| What the exercise asks |
Every entry should be transcribed word for word, so that nothing is missing.

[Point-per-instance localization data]
┏━━
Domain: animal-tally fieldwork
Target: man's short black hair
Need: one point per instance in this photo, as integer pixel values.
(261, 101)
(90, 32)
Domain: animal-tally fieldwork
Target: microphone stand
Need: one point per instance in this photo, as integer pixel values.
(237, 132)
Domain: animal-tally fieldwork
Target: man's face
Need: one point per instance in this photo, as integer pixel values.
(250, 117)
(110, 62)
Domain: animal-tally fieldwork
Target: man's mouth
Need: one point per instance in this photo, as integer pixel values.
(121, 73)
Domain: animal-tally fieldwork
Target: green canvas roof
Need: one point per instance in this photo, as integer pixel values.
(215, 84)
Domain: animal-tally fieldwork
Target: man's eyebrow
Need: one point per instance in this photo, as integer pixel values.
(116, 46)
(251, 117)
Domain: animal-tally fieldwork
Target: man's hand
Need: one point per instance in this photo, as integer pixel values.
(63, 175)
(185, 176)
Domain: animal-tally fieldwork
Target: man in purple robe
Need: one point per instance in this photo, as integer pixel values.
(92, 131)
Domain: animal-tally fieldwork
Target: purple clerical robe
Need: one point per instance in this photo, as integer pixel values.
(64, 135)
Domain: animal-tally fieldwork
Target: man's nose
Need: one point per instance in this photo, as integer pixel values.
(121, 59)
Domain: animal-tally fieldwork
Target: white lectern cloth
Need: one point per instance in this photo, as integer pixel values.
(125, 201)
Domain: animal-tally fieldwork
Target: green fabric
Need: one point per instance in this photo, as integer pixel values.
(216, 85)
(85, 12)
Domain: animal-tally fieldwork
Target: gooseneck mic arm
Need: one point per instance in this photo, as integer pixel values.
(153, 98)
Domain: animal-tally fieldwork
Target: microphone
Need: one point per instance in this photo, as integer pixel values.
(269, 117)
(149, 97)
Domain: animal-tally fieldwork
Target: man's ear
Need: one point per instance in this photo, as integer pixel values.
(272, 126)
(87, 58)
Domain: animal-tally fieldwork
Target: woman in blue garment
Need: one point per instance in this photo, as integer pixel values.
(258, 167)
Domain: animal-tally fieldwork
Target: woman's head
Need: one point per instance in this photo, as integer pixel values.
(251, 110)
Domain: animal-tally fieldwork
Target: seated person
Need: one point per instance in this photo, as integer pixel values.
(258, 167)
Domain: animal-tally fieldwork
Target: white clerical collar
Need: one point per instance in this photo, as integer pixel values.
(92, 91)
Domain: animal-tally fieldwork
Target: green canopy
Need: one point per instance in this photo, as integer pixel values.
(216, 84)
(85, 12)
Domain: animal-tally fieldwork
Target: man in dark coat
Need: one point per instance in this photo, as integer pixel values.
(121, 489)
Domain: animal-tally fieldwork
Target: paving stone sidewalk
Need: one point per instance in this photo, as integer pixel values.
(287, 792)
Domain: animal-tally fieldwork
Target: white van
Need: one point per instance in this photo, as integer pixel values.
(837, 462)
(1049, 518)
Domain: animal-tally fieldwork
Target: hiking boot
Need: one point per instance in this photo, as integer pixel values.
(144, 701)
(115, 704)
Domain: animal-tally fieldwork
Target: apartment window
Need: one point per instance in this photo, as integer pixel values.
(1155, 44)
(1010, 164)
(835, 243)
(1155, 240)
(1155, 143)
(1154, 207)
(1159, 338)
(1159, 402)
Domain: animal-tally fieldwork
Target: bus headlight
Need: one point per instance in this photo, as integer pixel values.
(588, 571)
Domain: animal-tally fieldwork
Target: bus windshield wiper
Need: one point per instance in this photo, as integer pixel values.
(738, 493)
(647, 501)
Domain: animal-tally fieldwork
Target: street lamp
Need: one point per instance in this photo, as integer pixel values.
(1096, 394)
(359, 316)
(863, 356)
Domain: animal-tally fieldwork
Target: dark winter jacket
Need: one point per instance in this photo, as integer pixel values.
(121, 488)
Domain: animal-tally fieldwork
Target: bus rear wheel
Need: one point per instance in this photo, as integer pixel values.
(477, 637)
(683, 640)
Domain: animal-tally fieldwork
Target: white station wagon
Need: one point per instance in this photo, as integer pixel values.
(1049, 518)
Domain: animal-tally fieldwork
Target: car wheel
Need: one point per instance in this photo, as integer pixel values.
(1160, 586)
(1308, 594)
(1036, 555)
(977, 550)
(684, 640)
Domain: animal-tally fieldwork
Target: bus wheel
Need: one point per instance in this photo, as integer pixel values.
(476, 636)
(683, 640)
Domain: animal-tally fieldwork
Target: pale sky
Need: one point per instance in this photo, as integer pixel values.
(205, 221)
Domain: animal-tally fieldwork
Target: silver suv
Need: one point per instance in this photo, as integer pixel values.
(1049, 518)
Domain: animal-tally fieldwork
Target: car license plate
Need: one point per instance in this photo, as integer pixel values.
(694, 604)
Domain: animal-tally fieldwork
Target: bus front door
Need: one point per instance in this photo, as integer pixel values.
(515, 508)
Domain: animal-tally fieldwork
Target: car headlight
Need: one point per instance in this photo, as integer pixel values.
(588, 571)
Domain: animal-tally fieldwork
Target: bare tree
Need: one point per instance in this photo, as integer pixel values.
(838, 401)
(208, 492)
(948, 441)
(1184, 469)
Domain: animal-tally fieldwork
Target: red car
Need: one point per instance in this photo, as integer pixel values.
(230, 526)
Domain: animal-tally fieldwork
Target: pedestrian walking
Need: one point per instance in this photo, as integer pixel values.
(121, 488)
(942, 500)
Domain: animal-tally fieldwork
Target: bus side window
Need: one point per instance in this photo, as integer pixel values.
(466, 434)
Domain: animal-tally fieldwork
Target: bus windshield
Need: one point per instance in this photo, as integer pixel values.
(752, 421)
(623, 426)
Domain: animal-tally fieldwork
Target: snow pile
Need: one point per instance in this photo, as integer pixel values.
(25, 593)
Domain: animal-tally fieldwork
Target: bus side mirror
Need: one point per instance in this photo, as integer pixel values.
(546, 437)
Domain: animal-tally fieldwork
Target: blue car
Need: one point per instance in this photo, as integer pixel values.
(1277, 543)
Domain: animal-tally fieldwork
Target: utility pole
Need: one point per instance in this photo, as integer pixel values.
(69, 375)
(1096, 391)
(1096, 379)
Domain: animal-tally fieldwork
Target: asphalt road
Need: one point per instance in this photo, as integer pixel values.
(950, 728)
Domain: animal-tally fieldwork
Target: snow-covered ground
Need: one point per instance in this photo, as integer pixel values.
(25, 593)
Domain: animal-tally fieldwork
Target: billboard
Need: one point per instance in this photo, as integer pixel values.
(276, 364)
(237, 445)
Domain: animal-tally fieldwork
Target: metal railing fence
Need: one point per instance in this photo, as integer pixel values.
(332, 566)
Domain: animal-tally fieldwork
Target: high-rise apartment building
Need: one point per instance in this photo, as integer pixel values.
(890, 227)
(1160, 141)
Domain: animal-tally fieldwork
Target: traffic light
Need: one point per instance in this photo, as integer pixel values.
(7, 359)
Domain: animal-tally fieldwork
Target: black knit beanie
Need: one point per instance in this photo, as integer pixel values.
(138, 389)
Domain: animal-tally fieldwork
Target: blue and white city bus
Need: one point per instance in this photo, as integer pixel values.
┗━━
| Answer box |
Domain: animal-tally fieldwork
Target: man's short black hair
Need: one point per instance in this photo, as integer pixel values.
(261, 101)
(90, 32)
Domain: animal-tally fieldwork
Target: microphone stand
Need: one point per instance in this photo, as integer pixel values.
(237, 132)
Domain: animal-tally fieldwork
Target: man's face
Need: one point per instance in this photo, as integer pixel values.
(250, 117)
(110, 62)
Domain: animal-tally fieldwork
Target: man's mouth
Need: one point per instance in this photo, as integer pixel values.
(121, 73)
Domain: animal-tally fieldwork
Target: green canvas roof
Need: one point per instance in this photo, as integer pixel values.
(215, 84)
Domain: animal-tally fieldwork
Target: man's eyebrow
Need: one point per instance in this photo, as integer pixel values.
(116, 46)
(251, 117)
Domain: animal-tally fieldwork
Target: man's hand
Need: one point per instance in this photo, as integer pixel values.
(63, 175)
(185, 176)
Domain: animal-tally fieldwork
Target: man in purple robe
Need: one point per instance in this photo, as integer pixel values.
(92, 131)
Domain: animal-tally fieldwork
Target: purple clerical robe
Need: one point per instance in this photo, as integer pixel values.
(64, 135)
Domain: animal-tally fieldwork
Target: man's nose
Need: one point per instance in this photo, as integer pixel values.
(121, 59)
Domain: animal-tally fieldwork
Target: white lectern cloth
Need: one point per instance in this photo, as integer pixel values.
(125, 201)
Domain: animal-tally fieldwork
Target: green fabric
Need: one point per instance in this photo, as integer pixel values.
(216, 85)
(85, 12)
Domain: animal-tally fieldwork
Target: gooseneck mic arm
Need: one point per instance in this photo, as integer pixel values.
(153, 98)
Domain: animal-tally fieldwork
Target: microphone
Need: one point per instance in this photo, as integer pixel values.
(269, 117)
(149, 97)
Domain: animal-tally fieldwork
Target: man's ear
Need: one point per instance in this photo, as integer pixel values.
(272, 126)
(87, 58)
Domain: animal-tally fieldwork
Target: woman in blue garment
Need: one point per instance in this photo, as integer pixel values.
(258, 167)
Domain: animal-tally fieldwork
Target: woman's head
Need: one point per instance in this photo, as integer pixel values.
(251, 110)
Domain: animal-tally fieldwork
Target: seated person
Need: one point per instance in this photo, as integer pixel values.
(258, 167)
Domain: animal-tally fieldwork
Target: white clerical collar
Need: one point per instance in this photo, as integer pixel values.
(92, 91)
Domain: animal-tally fieldwork
Target: green canopy
Need: one point per instance in this photo, as integer pixel values.
(216, 84)
(85, 12)
Domain: animal-tally fieldwork
Target: man in dark coat
Need: one point per instance in this photo, as integer pixel values.
(121, 489)
Domain: animal-tally fieldwork
Target: paving stone sidewalk
Need: one point per instance in this photo, as integer pixel values.
(287, 792)
Domain: animal-tally fieldwork
Target: white van
Need: one point per instance in this photo, as integer pixel values.
(837, 462)
(1049, 518)
Domain: animal-tally fieldwork
Target: hiking boot
Need: one point per instance in this photo, as integer pixel values.
(144, 701)
(115, 704)
Domain: animal-tally fieldwork
Target: apartment window
Need: one point per instance in this photo, as integer pixel values.
(1155, 44)
(1010, 164)
(835, 243)
(1155, 240)
(1155, 143)
(1154, 207)
(1159, 338)
(1159, 402)
Domain: animal-tally fieldwork
Target: bus headlight
Need: one point per instance in this photo, as integer pixel values.
(588, 571)
Domain: animal-tally fieldwork
Target: bus windshield wiper
Need: one point per instance in this photo, as integer pixel values.
(738, 493)
(647, 501)
Domain: animal-tally fieldwork
Target: street lamp
Need: one point per instance in this photo, as integer pixel values.
(1096, 394)
(359, 316)
(863, 356)
Domain: animal-tally fieldwork
Target: dark winter jacket
Need: one point per instance in this photo, as integer pixel values.
(121, 488)
Domain: animal-tally fieldwork
Target: bus rear wheel
Need: one point per instance in this photo, as integer pixel values.
(477, 637)
(683, 640)
Domain: animal-tally fieldwork
Target: white station wagon
Need: one point per instance in this photo, as integer pixel values.
(1049, 518)
Domain: animal-tally fieldwork
Target: car wheel
Need: one point per instance in this photo, as integer pixel values.
(1160, 586)
(1308, 594)
(1036, 555)
(977, 550)
(684, 640)
Domain: animal-tally fieldwork
Target: bus wheel
Need: one point per instance in this photo, as integer pixel values.
(476, 636)
(683, 640)
Domain: animal-tally fieldwork
Target: pale sky
Need: one point per instance in this photo, as integer pixel values.
(205, 221)
Domain: animal-tally fieldwork
Target: silver suv
Need: one point per instance in this photo, as integer pixel values.
(1049, 518)
Domain: animal-tally fieldwork
Target: car license plate
Need: one point per instance in this photo, as integer pixel values.
(694, 604)
Domain: animal-tally fieldwork
Target: bus front door
Need: one point per instance in this photo, as integer pixel values.
(515, 508)
Domain: animal-tally fieldwork
Target: car headlight
Need: one point per instance in this photo, as integer pixel values.
(588, 571)
Domain: animal-tally fieldwork
Target: bare tree
Need: one point per instance in this photo, as integer pixel values.
(838, 401)
(208, 492)
(948, 441)
(1184, 469)
Domain: animal-tally fieldwork
Target: red car
Need: one point per instance in this photo, as integer pixel values.
(230, 526)
Domain: animal-tally fieldwork
Target: pedestrian walking
Need: one point per instance in this photo, as integer pixel values.
(121, 488)
(942, 500)
Domain: animal-tally fieldwork
Target: bus side window
Need: one point per instance in this photo, as integer pixel values.
(466, 434)
Domain: animal-tally fieldwork
Target: bus windshield
Need: one point per instance in this photo, as integer pixel values.
(752, 421)
(623, 426)
Domain: animal-tally fieldwork
Target: snow pile
Need: one point per instance in this photo, as integer pixel values.
(25, 593)
Domain: animal-tally fieldwork
Target: bus side mirror
Need: one point per instance in this photo, as integer pixel values.
(546, 437)
Domain: animal-tally fieldwork
Target: blue car
Need: one point per instance in this photo, as integer pixel values.
(1277, 543)
Domain: animal-tally fieldwork
Target: utility pole
Need: one point per instance in this photo, as integer pixel values.
(69, 375)
(1096, 391)
(1096, 379)
Domain: animal-tally fieldwork
Target: asphalt road
Need: one point per instance in this photo, as integer pixel values.
(950, 728)
Domain: animal-tally fieldwork
Target: snow-covered ground
Need: one point per instance in this photo, as integer pixel values.
(25, 593)
Domain: animal-tally fieldwork
Target: billboard
Need: one point per instance in this photo, as integer pixel values.
(276, 364)
(237, 445)
Domain: animal-tally fieldwork
Target: metal railing fence
Need: one point per instance in this photo, as integer pixel values.
(332, 566)
Domain: animal-tally fieldwork
Target: high-rise apartment building
Need: one point per instance in this photo, as integer pixel values.
(890, 227)
(1160, 141)
Domain: animal-tally fieldwork
Target: traffic light
Need: one point per instance in this photo, as integer pixel values.
(7, 359)
Domain: animal-tally fieldwork
Target: black knit beanie
Need: one point per instance in this photo, as integer pixel values.
(138, 389)
Domain: animal-tally fieldwork
Target: blue and white city bus
Need: one point per instance in this photo, as integer pixel values.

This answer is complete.